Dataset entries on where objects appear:
....

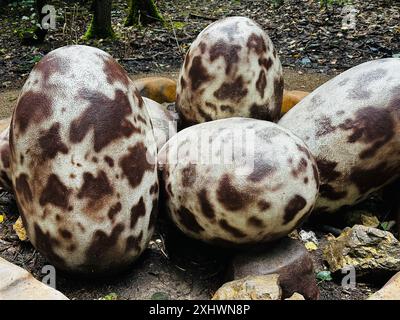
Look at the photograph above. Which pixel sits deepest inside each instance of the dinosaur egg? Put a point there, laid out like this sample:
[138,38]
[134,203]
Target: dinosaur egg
[163,120]
[238,181]
[82,162]
[5,174]
[231,69]
[352,126]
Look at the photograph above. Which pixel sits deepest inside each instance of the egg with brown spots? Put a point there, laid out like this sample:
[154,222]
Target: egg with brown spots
[83,162]
[352,126]
[238,181]
[231,69]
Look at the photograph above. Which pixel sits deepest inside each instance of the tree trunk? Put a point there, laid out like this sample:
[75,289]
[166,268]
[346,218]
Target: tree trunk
[142,12]
[100,26]
[40,32]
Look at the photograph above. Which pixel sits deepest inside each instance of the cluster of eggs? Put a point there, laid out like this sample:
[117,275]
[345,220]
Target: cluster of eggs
[84,148]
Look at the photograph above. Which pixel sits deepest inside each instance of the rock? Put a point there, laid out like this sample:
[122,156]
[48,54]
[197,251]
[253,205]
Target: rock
[291,98]
[296,296]
[18,284]
[390,291]
[367,249]
[364,218]
[20,230]
[251,288]
[159,89]
[288,258]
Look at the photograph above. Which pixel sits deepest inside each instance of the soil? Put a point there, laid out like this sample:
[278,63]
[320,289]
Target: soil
[306,34]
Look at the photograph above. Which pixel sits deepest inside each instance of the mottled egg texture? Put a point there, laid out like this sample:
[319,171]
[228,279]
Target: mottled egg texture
[82,160]
[238,181]
[352,126]
[231,69]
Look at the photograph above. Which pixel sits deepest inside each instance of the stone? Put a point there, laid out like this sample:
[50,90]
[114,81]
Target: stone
[286,257]
[296,296]
[362,217]
[368,250]
[20,230]
[291,98]
[18,284]
[251,288]
[390,291]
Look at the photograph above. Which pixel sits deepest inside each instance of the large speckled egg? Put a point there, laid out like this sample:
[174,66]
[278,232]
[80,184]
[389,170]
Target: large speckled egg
[231,69]
[83,162]
[238,181]
[352,126]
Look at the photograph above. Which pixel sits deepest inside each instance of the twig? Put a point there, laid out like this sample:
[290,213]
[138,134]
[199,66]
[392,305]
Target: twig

....

AIM OF THE EXERCISE: Update the entries from the line containing "of the twig?" through the end of the entries, changing "twig" to "branch" and leaving everything else as it is.

OUTPUT:
Look at the photograph above. Which pixel sits deepest inside each instance of the branch? Put a point there, laid out like this sample:
[290,213]
[138,134]
[199,66]
[392,305]
Target: branch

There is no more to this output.